■ PROVIDED PASSAGE ■
»»

# No communication - so I made the 1st move



## The Weak One made a move (Feb 20, 2012)

Married for 29 years - For both of us 2nd marriage. Both of us with 1 child ea. None together. He works on the road. Has cheated 2 times that I know for certain and the gut feeling of other times. I hung in there. We always lacked communication. The only time we would talk was after intimacy, of which I have come to know he seemingly was listening at the moment, but either had not or total memory loss. The last couple of years have been real tough and we barely would talk. Very little intimacy even shared. 
I became unemployed 6 years ago. He had no problem with, and said as long as bills were paid not to worry. Take a break.... I stay very busy here with non stop maintenace of our ongoing construction of home and maintaining 8 acres of grass and weeds... and "his" dog... Last summer, everthing started to be referred to "his"... I started looking again very hard for work. We live out in the country, I have no degrees. I was taught in the "old school" ways on the job. Been admin asst. for 30 years, but not unable to find a job. Travel for low paying jobs not much of option versus gas prices. He told me with what jobs offered it was not worth going to work...
In the meantime he has bank statements for the last 6 years printed and pays $100 for doing so. He adds up all the credit card card payments, throwing the statements at me asking what all for... I reply look around..., when he too was unemployed for 4 months, paying mortg and utilities with $ saved, and charging for gas, groceries etc. Total credit card debt $20,000 - not happy about, but was never able to talk to him. He always has a crisis to be griping on... he goes on to looking at $130,000 MH - refinace the p/u truck of which he has been letting his son use since last June, with paying $10,000 on the joint credit card - Now truck loan is at $20,000 again, but interest rate is good. He than goes and plans a refinace of home of which we only owed $60,000 and would have been pd in full in 7 years. Approved for $200,000 loan. Pays off the the truck and buys a MH for $102,000. Home has no equity and he has his obsession. On Jan 15th stated we needed to do something about our relationship or lack of it. I agreed. But, no talking whn he would be town. I went for consultation and openly told him I did and that if he wanted divorce, that we would have to separated for 1 year (SC). He jumped on it so fast. We talked and agreed I would stay on here at our home, would be easier since he is on the road all the time working, we could meet and work on things, he could see his dog, or I would relocate back to FL of which we moved from in '99, me leaving a long employement and health ins. Daughter, grandsons and friends. I have no one here, no friends, only his son and his family of which he has alienated me from with his downing of me. I told him that my intent on the separation to was to reflect on us as a couple, myself and hopefully we could finally talk honestly, openly and respectfully to work to get things back and reconcile for a healthy marriage. He said "he was glad that one of us had the balls to do something". I Finally heard from the atty, told me to come and reveiw and sign complaint to be entered. The word complaint made me cringe. I was in high hopes that it would not have to come to this.
I signed the complaint just the other day for separation - support and maint. 
Now I sit here, alone as always..., him on the road, calling a couple of times a day for a moment or two, I do his paperwork for him, so he gives me the info..., his MH (our house) sitting in the back yard waiting for him to come back and pay property taxes on, register and get tags for..., buy sheets towels etc. that he said he would do..., and when comes in this weekend will drive off in...

««

■ THE REQUEST ■
Pick up the forum post about the marital separation after its final sentence above, and continue it. The records that come after this play no role here.

■ EXCERPTED DATA ■
»»

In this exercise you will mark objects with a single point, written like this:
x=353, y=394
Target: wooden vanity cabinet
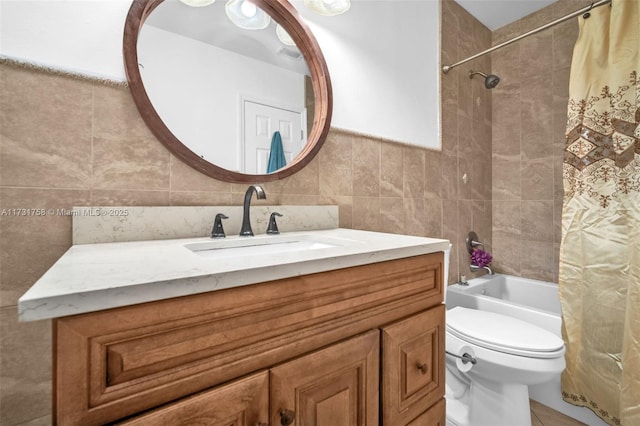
x=335, y=348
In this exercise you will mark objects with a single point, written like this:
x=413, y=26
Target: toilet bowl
x=489, y=385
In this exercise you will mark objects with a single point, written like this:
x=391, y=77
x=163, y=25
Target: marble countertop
x=93, y=277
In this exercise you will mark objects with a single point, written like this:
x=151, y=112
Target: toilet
x=491, y=360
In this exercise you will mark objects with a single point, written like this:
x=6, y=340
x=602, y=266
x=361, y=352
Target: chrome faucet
x=246, y=221
x=475, y=268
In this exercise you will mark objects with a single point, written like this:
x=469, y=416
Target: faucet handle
x=273, y=226
x=218, y=230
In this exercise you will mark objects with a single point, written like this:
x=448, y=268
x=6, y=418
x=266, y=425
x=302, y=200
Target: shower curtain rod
x=447, y=68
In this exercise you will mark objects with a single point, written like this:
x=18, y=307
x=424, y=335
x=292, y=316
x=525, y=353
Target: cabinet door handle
x=287, y=417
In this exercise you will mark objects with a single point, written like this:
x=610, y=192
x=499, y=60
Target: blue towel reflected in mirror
x=276, y=154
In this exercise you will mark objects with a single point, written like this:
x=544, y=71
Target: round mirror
x=235, y=102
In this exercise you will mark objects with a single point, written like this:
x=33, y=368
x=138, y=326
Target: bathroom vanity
x=349, y=334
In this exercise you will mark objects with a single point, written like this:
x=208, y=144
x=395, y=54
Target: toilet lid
x=503, y=333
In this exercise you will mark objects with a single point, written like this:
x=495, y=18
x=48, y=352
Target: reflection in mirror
x=223, y=90
x=223, y=98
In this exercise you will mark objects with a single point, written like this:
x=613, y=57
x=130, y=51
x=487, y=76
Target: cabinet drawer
x=413, y=361
x=244, y=402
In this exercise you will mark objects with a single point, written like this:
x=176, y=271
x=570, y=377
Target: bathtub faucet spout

««

■ RESULT OF THIS TASK ■
Sad, Mad...feeling stupid, roller coater of emotions. Trying to get strong. I called him yesterday morning to inform that I was going to go to mass, and that would be attending regularly. I have my faith, and yet I stopped going to church when he would come in and than all together... I got tired of hearing his negativity... So, when informing him yesterday of my 1st intent, I felt very strong... for the moment. 
It's hard to put 29 years of a uncommunitive marriage into words and events. We are now were we are. I made the 1st move. Now I question the outcome. I want us to be open and honest - mainly he to be with me. He refuses MC. Trying to be positive and realistic. Just hurting so bad... Sorry for the long post...just needed to write...


----------



## Mamatomany (Jan 10, 2012)

Sorry you're here with the rest of us. You will find a lot of support and caring people here. I wish there was a way to get our men to MC, not that it would solve our problems, but it would at least give us hope (even false hope). It sounds like you have your faith and getting back to it I bet you will find a lot of strength and new friends there.


----------



## The Weak One made a move (Feb 20, 2012)

Thank you for taking the time to read my post Mamatomany!

I decide to join the group because I feel that I have burdened my friends and family long enough and only cause them concern & worry. Living so far from all, only in contact via phone calls, it's hard to explain the roller coaster of emotions to them. I try to call them when feeling any upward emotions...ever how short they may be!

Reading post from others, both male and females, makes me feel not so alone, and has actually helped in cutting my lonely pity parties... Can't believe I'm 57 years old going through "this" all... "this" can happen at any age I know. The pain is there regardless of the # of years with... perhaps "foolish" feelings come into the picture after "sooooooooo many years" ????

Going back to church - a positive for me. Meeting people there will come along the way... I'm Catholic!

(False Hope)... sounds like you been there. When does reality set in? Do we dare hold on to false hope as a protective covering, especially when just starting out in a separation? Questions, questions...

Wishing you and all positive strenghth and personal inner peace.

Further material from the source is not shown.